▶ _Provided passage_

•••

A Brief History of Technology, Part 2 – Through the Teflon Looking Glass
Lets step away from heavy-handed theory and digital technology for a minute and look at Teflon. As discussed in last weeks post, technology is an intricate network of systems, and it is material. But material is also technology. The development of materials and their applications follow the same path as any other technology; through the innovation of technological information already obtained. The evolution of Teflon (or PTFE as it is generically known) and expanded PTFE (ePTFE) looks something like this:
An atomic bomb
A frustrated wife
A desire for profit
A whole lot of sports and transportation
My mother always told me not to play with chemicals; “they’re dangerous,” she’d say with cautionary gravity. I wonder what Roy Plunkett’s mother told him as a kid. I’ll bet you it wasn’t anything like “don’t play with chlorofluorocarbon chemical compounds Roy, you might not like what you discover.” I’ll also bet you that, contrary to his mother’s hypothetical warnings; he most certainly liked the white powder he stumbled across accidentally while trying to create a new type of Freon in 1938.
Though not registered, named and trademarked by DuPont as “Teflon” until 1945, it wasn’t long after Plunkett’s “discovery” of polytetrafluoroethylene (or PTFE if you don’t have “CTRL C” like me) in 1938 that the advantages of the accidental technology were realized. Due to its low friction nonstick capacity, mechanical applications associated with bearings and gears were almost immediately assumed. The Manhattan Project, another early adopter, embraced the use of the fluorinated polymer in the early 1940’s to coat the seals and valves of pipes containing uranium. It worked; we made an atomic bomb, and we won the Second World War. Easy, right?
Then, in 1954, there was the wife of French engineer Marc Grégoire, who, after nearly exhausting her best efforts to persuade her husband to spend less time fishing and more time helping her in the kitchen – finally succeeded in convincing her stubborn husband to try his nonstick fishing tackle resin on her frying pan. We were now, finally, cooking with Teflon. This of course led to what is now an age-old question: if Teflon is nonstick, how the hell do they get it to stick to the pan? Well you don’t really; you just get it on there as good as you can. Basically, you scratch the hell out of a pan to create some sort of abrasive surface, spray on a layer of Teflon primer that tries desperately, albeit slowly, to escape the clutches of the abrasion while you get it really really hot, solidifying the Teflon primer. Then, another coating of Teflon and yet another high heat bake. This of course, is extremely energy intensive, especially considering the amount of eggs we the human race like to eat in a year.

•••

▶ _Dataset extract_
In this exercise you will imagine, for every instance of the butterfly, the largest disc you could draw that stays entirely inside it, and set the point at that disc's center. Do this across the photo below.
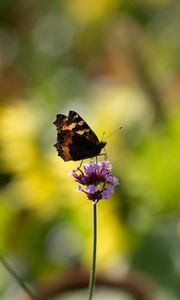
(75, 139)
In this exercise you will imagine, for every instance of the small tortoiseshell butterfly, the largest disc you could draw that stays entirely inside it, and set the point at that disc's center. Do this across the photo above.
(75, 139)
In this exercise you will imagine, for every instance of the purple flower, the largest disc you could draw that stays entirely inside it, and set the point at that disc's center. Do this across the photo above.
(96, 178)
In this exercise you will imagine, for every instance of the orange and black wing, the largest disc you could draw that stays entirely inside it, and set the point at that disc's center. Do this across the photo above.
(75, 139)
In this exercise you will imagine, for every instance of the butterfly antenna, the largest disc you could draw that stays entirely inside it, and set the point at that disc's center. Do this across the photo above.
(113, 132)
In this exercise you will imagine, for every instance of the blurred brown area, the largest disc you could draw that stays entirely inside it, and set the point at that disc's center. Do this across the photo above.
(117, 64)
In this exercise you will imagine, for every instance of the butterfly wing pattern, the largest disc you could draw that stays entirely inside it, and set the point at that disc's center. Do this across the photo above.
(75, 139)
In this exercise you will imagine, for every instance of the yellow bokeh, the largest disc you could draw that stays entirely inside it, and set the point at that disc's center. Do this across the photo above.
(90, 11)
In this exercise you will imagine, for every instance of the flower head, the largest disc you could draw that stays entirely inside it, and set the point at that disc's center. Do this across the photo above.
(95, 180)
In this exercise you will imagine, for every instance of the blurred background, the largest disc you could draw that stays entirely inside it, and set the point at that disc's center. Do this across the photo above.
(117, 63)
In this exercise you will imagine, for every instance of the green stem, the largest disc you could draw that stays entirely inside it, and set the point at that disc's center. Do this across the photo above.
(93, 268)
(18, 279)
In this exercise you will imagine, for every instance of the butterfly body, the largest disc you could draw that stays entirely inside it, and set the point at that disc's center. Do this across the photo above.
(75, 139)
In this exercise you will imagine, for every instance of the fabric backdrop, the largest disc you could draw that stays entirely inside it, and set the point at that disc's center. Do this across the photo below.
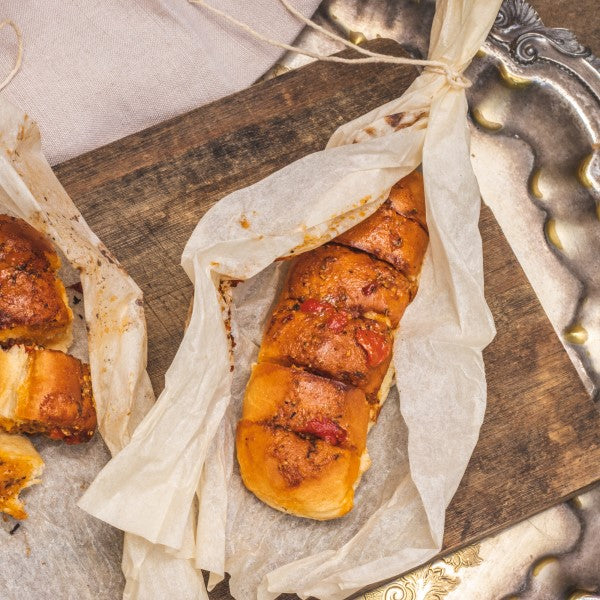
(96, 70)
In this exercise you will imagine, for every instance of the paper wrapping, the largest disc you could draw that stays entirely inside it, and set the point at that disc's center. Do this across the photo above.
(60, 549)
(183, 451)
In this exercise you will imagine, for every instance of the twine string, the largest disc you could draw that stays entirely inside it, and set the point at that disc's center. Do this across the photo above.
(19, 59)
(454, 78)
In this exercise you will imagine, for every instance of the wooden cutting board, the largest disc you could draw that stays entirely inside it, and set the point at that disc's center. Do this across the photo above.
(143, 195)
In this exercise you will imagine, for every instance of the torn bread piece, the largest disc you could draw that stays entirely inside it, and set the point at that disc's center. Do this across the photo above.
(48, 392)
(34, 308)
(20, 467)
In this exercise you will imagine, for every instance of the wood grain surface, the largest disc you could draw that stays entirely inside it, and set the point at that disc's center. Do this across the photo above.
(143, 195)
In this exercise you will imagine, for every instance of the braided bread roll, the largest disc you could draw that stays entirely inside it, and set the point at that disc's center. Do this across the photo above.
(324, 368)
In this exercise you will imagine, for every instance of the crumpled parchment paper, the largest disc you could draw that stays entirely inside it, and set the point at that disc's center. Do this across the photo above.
(60, 550)
(421, 445)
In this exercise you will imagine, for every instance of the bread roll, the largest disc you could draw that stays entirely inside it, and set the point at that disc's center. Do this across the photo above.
(33, 302)
(324, 367)
(20, 467)
(46, 391)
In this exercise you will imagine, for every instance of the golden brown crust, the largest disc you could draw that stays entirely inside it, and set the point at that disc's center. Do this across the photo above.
(351, 280)
(33, 304)
(20, 467)
(53, 395)
(325, 360)
(328, 342)
(391, 237)
(308, 405)
(308, 478)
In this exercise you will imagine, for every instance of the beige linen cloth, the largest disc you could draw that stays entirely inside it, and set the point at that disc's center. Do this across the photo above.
(96, 70)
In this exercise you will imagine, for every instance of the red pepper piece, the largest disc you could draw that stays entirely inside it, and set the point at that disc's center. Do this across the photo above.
(368, 289)
(325, 429)
(374, 344)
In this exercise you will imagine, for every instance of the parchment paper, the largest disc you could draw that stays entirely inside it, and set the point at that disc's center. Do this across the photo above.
(422, 443)
(60, 551)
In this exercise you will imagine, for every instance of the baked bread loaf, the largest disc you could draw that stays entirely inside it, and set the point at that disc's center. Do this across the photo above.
(20, 467)
(33, 303)
(46, 391)
(324, 366)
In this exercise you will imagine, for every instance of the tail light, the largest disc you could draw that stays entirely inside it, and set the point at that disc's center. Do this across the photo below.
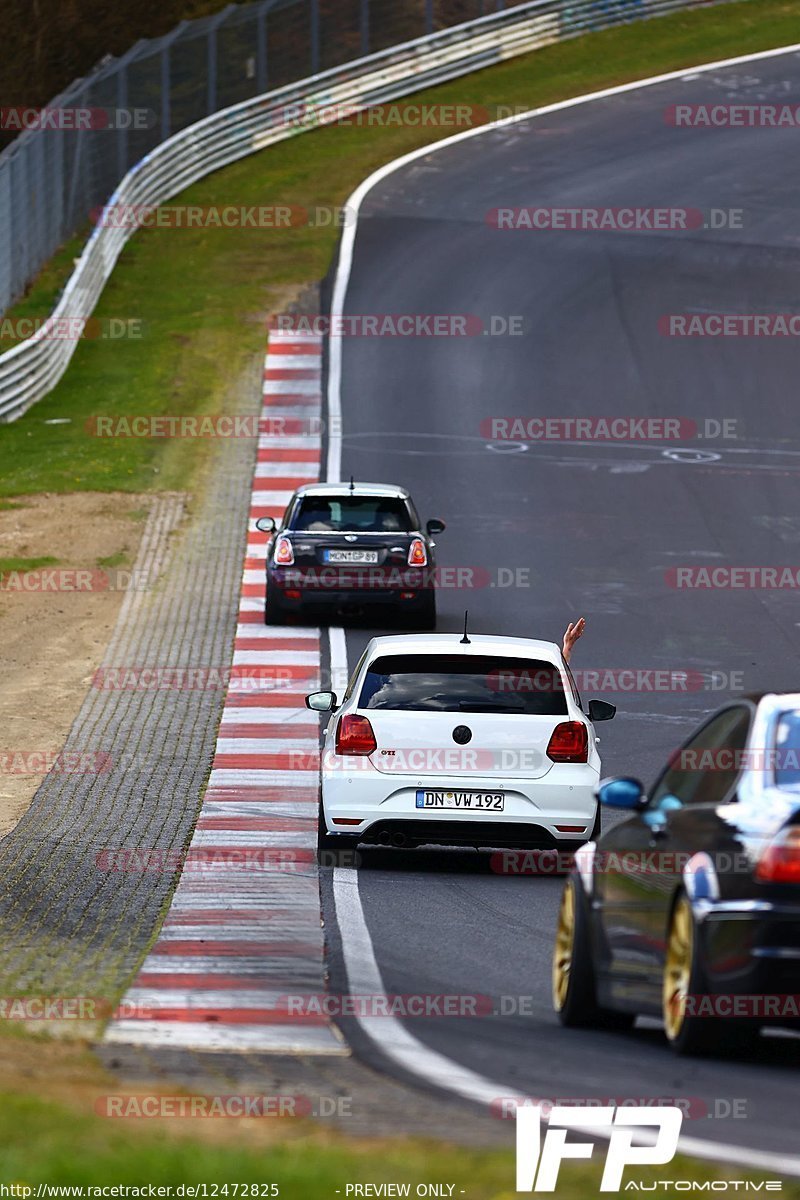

•••

▶ _Problems to solve_
(A) According to the passage on Teflon's history, what was Roy Plunkett trying to create when he came across PTFE?
(B) Pick up the passage on Teflon's history after its final sentence and keep writing it.
The material has no connection to the passage on Teflon's history.

▶ _Answer set_
(A) A new type of Freon.

(B)
Trade secrets in business can be a wonderful advantage to securing market share in a sector. They can also destroy you. When New Zealander John Cropper built a machine to produce expanded PTFE tape in 1966, he made the decision to keep his process close to the vest and have his employees sign confidentiality agreements rather than filing for a patent. This might have been a good decision, if it weren’t for Bob Gore and the reckonable force known as the United States Patent and Trademark Office. Independently making the same discovery three years later, Gore began producing breathable, microporous water repellent fabrics for use in his double-layered protective wear. However, Gore made a different decision in 1969, releasing his findings to the public under the trademark Gore-Tex and filing two different U.S. patents in 1976 and 1980.
Architectural applications using PTFE as a material have been around for a while. Typically, such material applications are used as roofs, or roofing membranes. The largest and most notable instance would be the roof of the Hubert H. Humphrey Metrodome in Minneapolis, Minnesota. Encompassing roughly 20 acres, the fabric dome is composed, similar to it’s ePTFE muse Gore-Tex, of two layers: an inner layer of proprietary acoustical fabric, an outer layer made of fiberglass with a PTFE coating manufactured and installed by Birdair, Inc. and an air space in-between which acts as insulation as well as a void for warm air to be blown through to melt any accumulated snow. It’s entirely self-supporting – with a little assistance from air pressure that is. But of course, we all know what happens when you get a little too much snow on 20 acres of fabric supported by air.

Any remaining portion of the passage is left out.